Exercise description ::
Copy the data below exactly, but not the pictures it contains.

------------------------

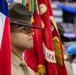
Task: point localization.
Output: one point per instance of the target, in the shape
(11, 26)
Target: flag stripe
(2, 21)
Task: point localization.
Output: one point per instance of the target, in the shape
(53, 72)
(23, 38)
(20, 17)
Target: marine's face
(21, 37)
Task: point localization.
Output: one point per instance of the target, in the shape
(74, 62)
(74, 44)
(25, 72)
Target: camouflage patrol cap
(20, 14)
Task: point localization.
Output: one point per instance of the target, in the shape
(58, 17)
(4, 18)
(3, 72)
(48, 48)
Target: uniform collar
(15, 60)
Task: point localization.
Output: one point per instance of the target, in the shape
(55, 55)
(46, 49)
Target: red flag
(5, 65)
(44, 51)
(57, 44)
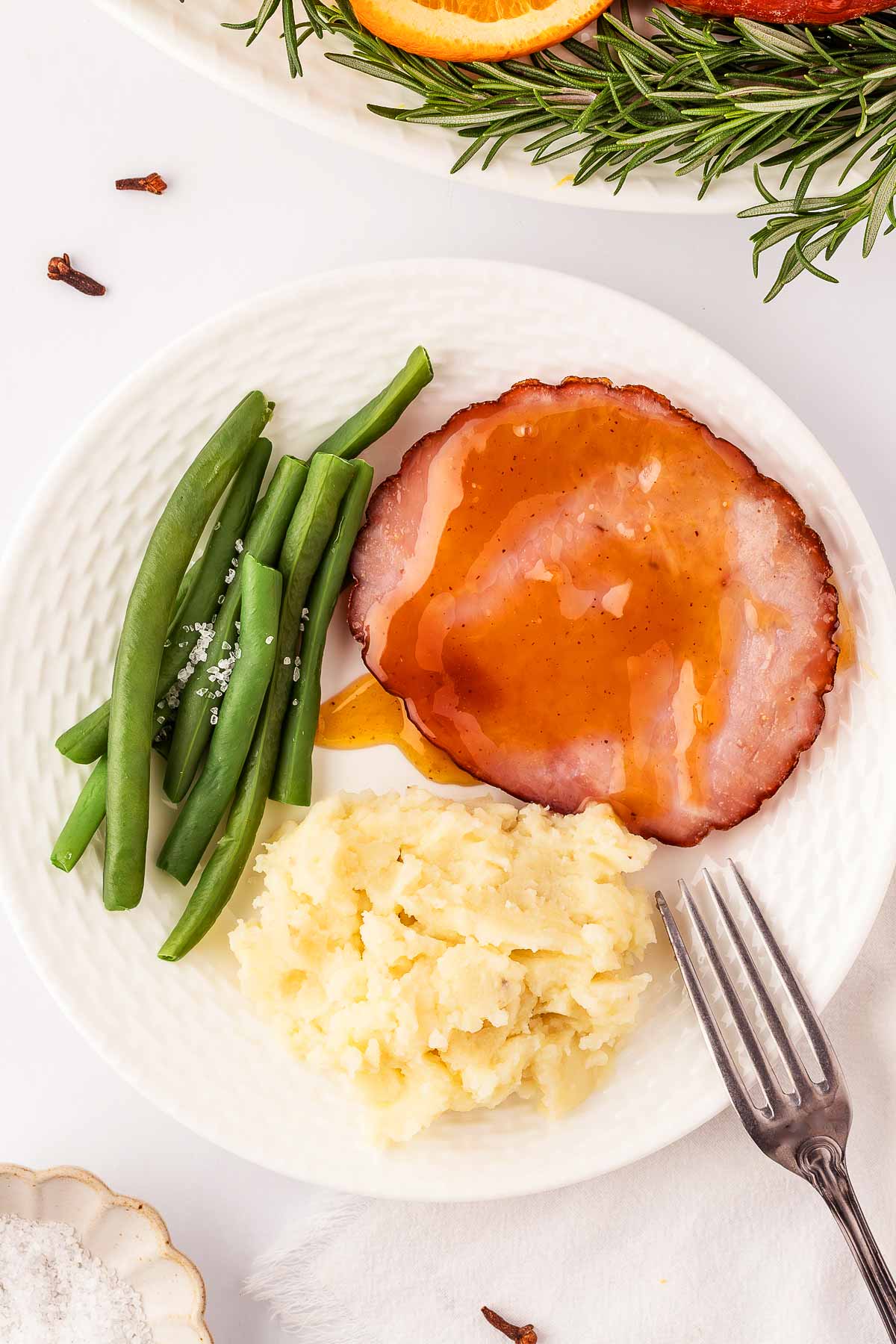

------------------------

Written answer ::
Task: point localization.
Output: one point per instance of the target, in the shape
(11, 26)
Target: flag stripe
(2, 21)
Task: point localization.
Output: one point per instance of the target, in the shape
(53, 72)
(23, 38)
(20, 17)
Target: marine's face
(21, 37)
Task: point localization.
Output: one point per instance of the target, in the shape
(74, 62)
(74, 44)
(25, 72)
Target: camouflage patrol cap
(20, 14)
Task: point localization.
Output: one point per instance of the target, in the shape
(58, 17)
(4, 18)
(3, 72)
(48, 48)
Target: uniform collar
(15, 60)
Task: point localization.
Output: one point per instance of the target, in the shape
(55, 55)
(46, 49)
Target: red flag
(5, 65)
(44, 51)
(57, 44)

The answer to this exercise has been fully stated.